━━━ Data to process ━━━

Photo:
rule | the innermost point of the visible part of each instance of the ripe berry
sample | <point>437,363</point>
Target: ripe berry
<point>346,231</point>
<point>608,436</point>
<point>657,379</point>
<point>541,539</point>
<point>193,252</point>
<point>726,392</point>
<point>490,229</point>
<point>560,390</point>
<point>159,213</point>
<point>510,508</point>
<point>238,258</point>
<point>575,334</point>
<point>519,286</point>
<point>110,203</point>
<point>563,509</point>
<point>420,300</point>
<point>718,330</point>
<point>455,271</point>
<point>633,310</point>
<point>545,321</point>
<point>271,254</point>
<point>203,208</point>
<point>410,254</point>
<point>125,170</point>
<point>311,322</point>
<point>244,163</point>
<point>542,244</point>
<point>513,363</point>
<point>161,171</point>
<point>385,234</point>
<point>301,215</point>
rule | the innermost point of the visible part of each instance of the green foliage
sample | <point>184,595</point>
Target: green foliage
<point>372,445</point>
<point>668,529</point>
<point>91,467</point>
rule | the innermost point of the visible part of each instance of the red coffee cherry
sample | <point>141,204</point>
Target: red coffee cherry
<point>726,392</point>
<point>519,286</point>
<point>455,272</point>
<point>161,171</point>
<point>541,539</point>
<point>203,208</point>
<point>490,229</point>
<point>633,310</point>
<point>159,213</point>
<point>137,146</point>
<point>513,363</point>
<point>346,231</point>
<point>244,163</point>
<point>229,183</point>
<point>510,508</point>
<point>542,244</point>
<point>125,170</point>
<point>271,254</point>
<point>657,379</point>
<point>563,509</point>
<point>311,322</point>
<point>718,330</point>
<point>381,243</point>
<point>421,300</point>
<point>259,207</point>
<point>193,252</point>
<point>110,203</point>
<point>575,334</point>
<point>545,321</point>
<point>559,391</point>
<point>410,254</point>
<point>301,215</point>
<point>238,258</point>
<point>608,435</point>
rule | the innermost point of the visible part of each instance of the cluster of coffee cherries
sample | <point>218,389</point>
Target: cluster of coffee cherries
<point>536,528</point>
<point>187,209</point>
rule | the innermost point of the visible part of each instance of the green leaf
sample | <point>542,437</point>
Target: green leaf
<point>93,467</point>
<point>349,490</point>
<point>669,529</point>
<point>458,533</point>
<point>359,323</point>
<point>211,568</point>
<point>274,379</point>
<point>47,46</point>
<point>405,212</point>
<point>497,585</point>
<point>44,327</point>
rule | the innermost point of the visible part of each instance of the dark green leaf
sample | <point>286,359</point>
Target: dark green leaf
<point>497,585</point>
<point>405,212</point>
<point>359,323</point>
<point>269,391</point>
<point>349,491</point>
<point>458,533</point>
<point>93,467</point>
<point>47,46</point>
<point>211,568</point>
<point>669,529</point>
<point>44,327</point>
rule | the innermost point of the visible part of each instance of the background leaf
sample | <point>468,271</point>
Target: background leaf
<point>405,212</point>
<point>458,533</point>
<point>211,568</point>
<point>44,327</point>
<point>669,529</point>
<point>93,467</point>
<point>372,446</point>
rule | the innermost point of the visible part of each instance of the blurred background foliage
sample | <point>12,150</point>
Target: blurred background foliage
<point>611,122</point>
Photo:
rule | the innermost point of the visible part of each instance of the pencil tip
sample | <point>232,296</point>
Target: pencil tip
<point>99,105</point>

━━━

(What the exercise asks): Reproduce verbatim the lines of the block of data from the line containing "the blurred background foliage" through the final line, with both of those lines included.

(Full output):
rule | the innermost point of the visible part of each instance of the blurred background foliage
sample | <point>12,150</point>
Target: blurred background foliage
<point>611,122</point>
Photo:
rule | the innermost point of the visible part of each instance of the pencil tip
sample | <point>232,296</point>
Target: pencil tip
<point>99,105</point>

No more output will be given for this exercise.